EXERCISE INSTRUCTIONS: Return the line that contains "Target: street" plus every line after it to the end of the entries below, exactly as given, and stop there.

________________________________________

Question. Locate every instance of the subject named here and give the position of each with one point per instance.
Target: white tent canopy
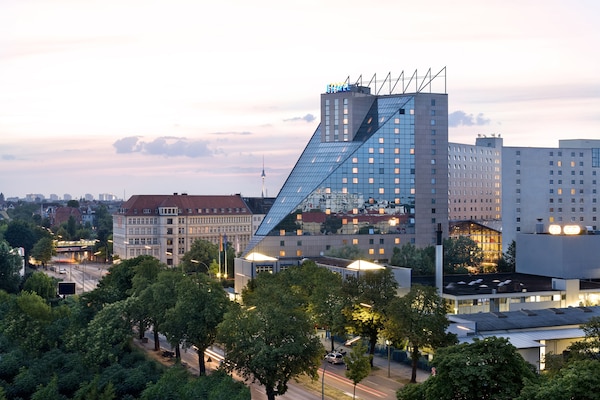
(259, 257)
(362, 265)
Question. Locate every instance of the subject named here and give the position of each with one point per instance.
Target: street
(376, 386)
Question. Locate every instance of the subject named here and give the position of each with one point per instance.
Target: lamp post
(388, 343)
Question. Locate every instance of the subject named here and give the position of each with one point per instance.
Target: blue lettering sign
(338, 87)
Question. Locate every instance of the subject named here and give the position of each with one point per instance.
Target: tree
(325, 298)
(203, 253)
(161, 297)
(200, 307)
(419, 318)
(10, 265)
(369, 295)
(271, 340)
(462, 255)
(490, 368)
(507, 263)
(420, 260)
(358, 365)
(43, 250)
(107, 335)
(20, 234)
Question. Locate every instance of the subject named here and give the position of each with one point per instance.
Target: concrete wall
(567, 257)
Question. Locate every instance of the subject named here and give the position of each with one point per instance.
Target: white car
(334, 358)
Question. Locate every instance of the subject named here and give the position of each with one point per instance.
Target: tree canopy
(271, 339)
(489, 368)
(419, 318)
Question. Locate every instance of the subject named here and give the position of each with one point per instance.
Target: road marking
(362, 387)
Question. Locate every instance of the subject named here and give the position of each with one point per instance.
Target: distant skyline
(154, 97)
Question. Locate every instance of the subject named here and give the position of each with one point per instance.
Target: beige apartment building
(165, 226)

________________________________________

RESULT BELOW:
Target: street
(376, 386)
Question. Locate every instance of the subject named here and give the position of each with one point per instance.
Target: lamp post
(388, 343)
Question. Locate every instance of the subject named here and give the position of each with one point per instance.
Target: blue lettering sign
(338, 87)
Question. Locate every instance of the subject named here and give the position of each with one point per instance.
Target: tree
(325, 298)
(203, 253)
(161, 297)
(200, 307)
(419, 318)
(10, 265)
(369, 295)
(271, 340)
(462, 255)
(490, 368)
(507, 263)
(420, 260)
(358, 365)
(43, 250)
(107, 335)
(20, 234)
Question. Locate every instance of the subject named here and give the position of each with one point per instance.
Target: concrete wall
(567, 257)
Question. Locate every instance of the subject named here and give the position of each with one point per instance.
Target: white car
(334, 358)
Question. Locate every instance of the subject named here and give the position of each with one point per instance.
Target: tree canopy
(271, 339)
(489, 368)
(419, 318)
Question. Locate every instance of the subject named here and give the position of each with one point per instance.
Target: road marking
(362, 387)
Question. Locate every instance of the subject named here and give the position of each with one point per instance.
Target: distant skyline
(154, 97)
Question. Locate every instance of the subject named here and give the position of each with one point per instance.
Target: beige apartment building
(165, 226)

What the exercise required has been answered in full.